[Instruction]: Copy out word for word everything in the records from the line containing "In this picture, where can the stone" down to the line containing "point(386, 634)", both of those lines included.

···

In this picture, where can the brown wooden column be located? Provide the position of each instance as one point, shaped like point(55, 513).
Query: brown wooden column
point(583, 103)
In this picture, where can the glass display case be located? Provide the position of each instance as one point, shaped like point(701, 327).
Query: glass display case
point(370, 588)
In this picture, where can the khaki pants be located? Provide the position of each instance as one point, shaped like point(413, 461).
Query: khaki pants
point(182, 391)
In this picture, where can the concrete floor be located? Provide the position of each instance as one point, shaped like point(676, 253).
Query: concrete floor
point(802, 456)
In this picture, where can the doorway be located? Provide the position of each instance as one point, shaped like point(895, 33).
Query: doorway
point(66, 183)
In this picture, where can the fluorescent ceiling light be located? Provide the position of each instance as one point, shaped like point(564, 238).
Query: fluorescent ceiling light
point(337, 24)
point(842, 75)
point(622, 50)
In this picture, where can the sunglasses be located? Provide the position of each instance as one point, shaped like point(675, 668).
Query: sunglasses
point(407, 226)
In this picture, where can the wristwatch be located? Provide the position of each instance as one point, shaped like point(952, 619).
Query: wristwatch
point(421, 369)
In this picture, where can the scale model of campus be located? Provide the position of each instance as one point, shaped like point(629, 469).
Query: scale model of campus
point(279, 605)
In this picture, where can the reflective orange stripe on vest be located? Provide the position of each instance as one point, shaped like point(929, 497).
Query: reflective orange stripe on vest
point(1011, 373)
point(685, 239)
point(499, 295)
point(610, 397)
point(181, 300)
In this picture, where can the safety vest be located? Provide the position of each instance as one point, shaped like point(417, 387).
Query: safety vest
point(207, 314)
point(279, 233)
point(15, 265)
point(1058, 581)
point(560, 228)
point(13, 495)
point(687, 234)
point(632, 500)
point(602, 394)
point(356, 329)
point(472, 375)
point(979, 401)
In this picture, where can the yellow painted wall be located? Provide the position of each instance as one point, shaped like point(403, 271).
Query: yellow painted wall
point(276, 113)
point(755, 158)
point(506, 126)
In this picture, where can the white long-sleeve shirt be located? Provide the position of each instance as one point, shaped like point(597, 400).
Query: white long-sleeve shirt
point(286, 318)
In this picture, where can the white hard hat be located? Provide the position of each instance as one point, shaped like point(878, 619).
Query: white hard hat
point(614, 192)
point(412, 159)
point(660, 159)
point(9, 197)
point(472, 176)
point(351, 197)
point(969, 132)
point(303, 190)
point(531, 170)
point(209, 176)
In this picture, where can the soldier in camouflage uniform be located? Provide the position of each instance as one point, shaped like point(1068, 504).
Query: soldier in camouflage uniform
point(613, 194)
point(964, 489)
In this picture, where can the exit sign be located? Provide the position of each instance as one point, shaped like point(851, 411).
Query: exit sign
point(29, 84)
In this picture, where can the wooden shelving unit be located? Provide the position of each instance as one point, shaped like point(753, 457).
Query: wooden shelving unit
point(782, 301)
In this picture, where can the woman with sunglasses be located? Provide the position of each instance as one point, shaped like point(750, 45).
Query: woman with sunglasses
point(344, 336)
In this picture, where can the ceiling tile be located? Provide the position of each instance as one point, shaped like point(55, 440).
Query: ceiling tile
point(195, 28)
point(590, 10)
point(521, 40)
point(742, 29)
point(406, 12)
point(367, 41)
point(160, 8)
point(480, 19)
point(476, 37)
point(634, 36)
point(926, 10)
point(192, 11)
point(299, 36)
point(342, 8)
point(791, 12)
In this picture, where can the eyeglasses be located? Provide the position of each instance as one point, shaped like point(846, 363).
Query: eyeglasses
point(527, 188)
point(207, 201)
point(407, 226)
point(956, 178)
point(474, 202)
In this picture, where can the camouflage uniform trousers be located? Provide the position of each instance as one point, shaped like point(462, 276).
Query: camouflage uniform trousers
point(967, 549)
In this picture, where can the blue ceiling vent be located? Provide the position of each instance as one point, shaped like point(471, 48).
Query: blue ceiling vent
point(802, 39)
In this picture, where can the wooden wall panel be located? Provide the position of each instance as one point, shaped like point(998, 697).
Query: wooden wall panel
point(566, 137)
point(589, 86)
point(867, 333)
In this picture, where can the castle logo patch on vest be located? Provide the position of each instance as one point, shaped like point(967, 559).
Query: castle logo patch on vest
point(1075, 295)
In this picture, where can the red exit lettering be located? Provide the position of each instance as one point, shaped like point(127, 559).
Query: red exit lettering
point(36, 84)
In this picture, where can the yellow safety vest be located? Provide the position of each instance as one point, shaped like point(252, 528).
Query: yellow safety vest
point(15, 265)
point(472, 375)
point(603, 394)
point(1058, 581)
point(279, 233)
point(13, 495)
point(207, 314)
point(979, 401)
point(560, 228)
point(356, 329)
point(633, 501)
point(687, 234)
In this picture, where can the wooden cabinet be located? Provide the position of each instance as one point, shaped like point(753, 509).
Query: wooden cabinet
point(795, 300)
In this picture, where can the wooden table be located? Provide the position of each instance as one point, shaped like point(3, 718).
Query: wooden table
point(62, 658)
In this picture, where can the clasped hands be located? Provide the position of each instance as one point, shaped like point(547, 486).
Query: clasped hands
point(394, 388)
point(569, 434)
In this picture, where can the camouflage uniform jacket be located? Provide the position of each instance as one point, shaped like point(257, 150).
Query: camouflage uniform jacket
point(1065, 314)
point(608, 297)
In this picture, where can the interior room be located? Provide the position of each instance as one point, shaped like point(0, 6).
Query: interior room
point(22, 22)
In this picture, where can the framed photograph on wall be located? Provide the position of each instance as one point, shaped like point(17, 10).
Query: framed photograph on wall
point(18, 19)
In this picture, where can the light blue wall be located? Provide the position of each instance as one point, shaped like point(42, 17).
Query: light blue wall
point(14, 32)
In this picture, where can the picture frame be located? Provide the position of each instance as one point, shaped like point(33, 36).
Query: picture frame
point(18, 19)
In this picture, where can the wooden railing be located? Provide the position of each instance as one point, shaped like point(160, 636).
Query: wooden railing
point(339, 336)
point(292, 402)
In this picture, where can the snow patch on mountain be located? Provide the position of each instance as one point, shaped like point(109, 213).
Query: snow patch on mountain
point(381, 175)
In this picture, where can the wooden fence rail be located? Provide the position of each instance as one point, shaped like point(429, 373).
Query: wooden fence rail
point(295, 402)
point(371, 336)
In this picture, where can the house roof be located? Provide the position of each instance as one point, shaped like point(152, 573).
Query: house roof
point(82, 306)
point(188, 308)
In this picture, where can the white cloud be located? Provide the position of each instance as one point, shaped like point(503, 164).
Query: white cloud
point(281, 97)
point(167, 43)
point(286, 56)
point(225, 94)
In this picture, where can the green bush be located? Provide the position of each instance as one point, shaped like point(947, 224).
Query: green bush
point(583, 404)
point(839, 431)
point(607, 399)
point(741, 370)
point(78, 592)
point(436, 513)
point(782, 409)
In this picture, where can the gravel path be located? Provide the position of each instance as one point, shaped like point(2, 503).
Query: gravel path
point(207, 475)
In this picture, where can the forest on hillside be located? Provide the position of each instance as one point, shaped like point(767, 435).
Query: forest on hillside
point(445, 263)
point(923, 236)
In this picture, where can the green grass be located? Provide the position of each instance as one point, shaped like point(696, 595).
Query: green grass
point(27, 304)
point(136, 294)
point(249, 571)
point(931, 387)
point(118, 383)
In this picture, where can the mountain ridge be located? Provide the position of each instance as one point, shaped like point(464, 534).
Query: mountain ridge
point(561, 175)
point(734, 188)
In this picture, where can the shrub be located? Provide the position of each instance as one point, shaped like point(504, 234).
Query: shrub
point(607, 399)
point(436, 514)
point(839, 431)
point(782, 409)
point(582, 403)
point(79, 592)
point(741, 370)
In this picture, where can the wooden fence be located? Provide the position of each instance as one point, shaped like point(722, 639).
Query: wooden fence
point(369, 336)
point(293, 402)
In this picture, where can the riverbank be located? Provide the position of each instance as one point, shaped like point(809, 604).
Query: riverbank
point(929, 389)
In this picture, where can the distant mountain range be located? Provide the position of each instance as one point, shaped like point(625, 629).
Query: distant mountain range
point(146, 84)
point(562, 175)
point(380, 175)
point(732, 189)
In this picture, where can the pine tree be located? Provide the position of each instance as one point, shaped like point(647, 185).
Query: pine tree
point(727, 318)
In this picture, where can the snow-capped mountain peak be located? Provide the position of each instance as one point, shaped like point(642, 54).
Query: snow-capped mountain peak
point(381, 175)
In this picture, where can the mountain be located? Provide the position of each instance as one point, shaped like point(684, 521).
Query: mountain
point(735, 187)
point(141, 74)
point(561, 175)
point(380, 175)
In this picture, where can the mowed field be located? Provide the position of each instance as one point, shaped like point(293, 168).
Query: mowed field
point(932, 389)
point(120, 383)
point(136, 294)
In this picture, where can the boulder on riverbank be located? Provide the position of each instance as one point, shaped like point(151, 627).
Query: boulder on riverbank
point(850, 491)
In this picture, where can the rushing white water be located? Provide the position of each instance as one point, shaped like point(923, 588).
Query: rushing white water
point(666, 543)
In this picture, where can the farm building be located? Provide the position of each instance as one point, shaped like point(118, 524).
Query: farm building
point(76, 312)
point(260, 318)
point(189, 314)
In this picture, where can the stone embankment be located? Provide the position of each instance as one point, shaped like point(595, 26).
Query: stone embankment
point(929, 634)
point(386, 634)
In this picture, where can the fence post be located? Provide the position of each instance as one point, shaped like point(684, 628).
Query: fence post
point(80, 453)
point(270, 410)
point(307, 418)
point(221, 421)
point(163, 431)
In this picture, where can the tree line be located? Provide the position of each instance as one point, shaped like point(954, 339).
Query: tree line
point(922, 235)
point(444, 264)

···

[Full output]:
In this picture, where can the stone embankment be located? Provide the position of each instance as one point, shaped like point(595, 26).
Query: stone embankment
point(929, 634)
point(386, 634)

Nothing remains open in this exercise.